►

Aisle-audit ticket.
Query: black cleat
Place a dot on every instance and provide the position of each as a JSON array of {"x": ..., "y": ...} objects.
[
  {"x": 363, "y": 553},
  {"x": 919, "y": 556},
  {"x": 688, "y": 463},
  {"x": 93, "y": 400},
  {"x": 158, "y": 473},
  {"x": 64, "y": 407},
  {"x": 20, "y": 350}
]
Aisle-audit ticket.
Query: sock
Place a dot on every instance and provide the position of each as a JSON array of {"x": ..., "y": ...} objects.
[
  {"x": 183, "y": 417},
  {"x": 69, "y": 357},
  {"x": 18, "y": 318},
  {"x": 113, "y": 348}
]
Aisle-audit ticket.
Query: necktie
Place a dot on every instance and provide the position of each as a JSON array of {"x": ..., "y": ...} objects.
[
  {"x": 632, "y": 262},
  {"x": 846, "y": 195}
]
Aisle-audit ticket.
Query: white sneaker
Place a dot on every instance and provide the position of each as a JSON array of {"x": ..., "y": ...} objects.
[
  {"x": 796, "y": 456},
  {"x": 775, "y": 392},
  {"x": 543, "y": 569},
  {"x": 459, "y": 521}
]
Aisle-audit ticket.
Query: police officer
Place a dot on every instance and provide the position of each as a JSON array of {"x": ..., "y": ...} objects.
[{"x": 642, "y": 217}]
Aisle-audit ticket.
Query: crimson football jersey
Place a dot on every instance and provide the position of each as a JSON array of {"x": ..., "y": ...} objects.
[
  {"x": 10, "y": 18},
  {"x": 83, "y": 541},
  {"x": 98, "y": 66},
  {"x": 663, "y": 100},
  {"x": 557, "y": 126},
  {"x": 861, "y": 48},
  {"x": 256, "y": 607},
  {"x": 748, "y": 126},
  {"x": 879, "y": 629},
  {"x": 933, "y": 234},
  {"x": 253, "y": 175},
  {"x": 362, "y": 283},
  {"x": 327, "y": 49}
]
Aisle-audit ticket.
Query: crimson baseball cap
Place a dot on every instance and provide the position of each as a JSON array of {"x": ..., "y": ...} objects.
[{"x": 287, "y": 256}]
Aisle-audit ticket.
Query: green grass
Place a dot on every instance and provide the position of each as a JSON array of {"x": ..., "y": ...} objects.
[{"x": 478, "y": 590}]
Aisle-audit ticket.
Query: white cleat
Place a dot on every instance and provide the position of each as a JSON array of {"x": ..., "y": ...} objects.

◄

WORK REQUIRED: What is needed here is an exact copy of all the records above.

ANSWER BOX:
Aisle-audit ticket.
Query: black cleat
Place a dot on every instance and provide the position of each as a JSON array of {"x": ..., "y": ...} objects.
[
  {"x": 363, "y": 553},
  {"x": 919, "y": 556},
  {"x": 688, "y": 463},
  {"x": 93, "y": 400},
  {"x": 158, "y": 473},
  {"x": 64, "y": 407},
  {"x": 20, "y": 350}
]
Aisle-audit ticket.
Query: sock
Place a dot on every instance and provide the position of each as a JSON array of {"x": ..., "y": ...} objects.
[
  {"x": 183, "y": 417},
  {"x": 69, "y": 357},
  {"x": 18, "y": 318},
  {"x": 113, "y": 348}
]
Aisle-audit ticket.
Query: necktie
Place a dot on every instance and provide the position of each as a JSON array of {"x": ..., "y": ...} objects.
[
  {"x": 632, "y": 262},
  {"x": 846, "y": 195}
]
Aisle-audit ticket.
Query: white sneaker
Place a dot on every instance and provide the position of each as a JSON array of {"x": ..., "y": ...} objects.
[
  {"x": 796, "y": 456},
  {"x": 775, "y": 392},
  {"x": 543, "y": 569},
  {"x": 459, "y": 521}
]
Aisle-audit ticket.
Query: police officer
Place a dot on every instance and provide the position of each as a JSON array of {"x": ..., "y": ...} objects.
[{"x": 642, "y": 217}]
Aisle-audit ticket.
Query: crimson football jersey
Place a dot on every instance and provide the position of each as a JSON array of {"x": ..., "y": ...} objects.
[
  {"x": 10, "y": 18},
  {"x": 83, "y": 541},
  {"x": 98, "y": 66},
  {"x": 663, "y": 100},
  {"x": 557, "y": 126},
  {"x": 861, "y": 48},
  {"x": 256, "y": 607},
  {"x": 748, "y": 126},
  {"x": 879, "y": 629},
  {"x": 933, "y": 234},
  {"x": 253, "y": 175},
  {"x": 362, "y": 283},
  {"x": 327, "y": 49}
]
Aisle-audit ticket.
Query: crimson baseball cap
Place a dot on every instance and provide the position of each as a JSON array of {"x": ..., "y": ...} objects.
[{"x": 287, "y": 256}]
Aisle-audit ticket.
Query: green grass
Place a dot on every instance and provide the position of each as a JSON array of {"x": ..., "y": ...} objects.
[{"x": 478, "y": 590}]
Aisle-audit ticket.
Query: white cleat
Place a dot on every instance and provide the position of each as a JSON array of {"x": ..., "y": ...} objects.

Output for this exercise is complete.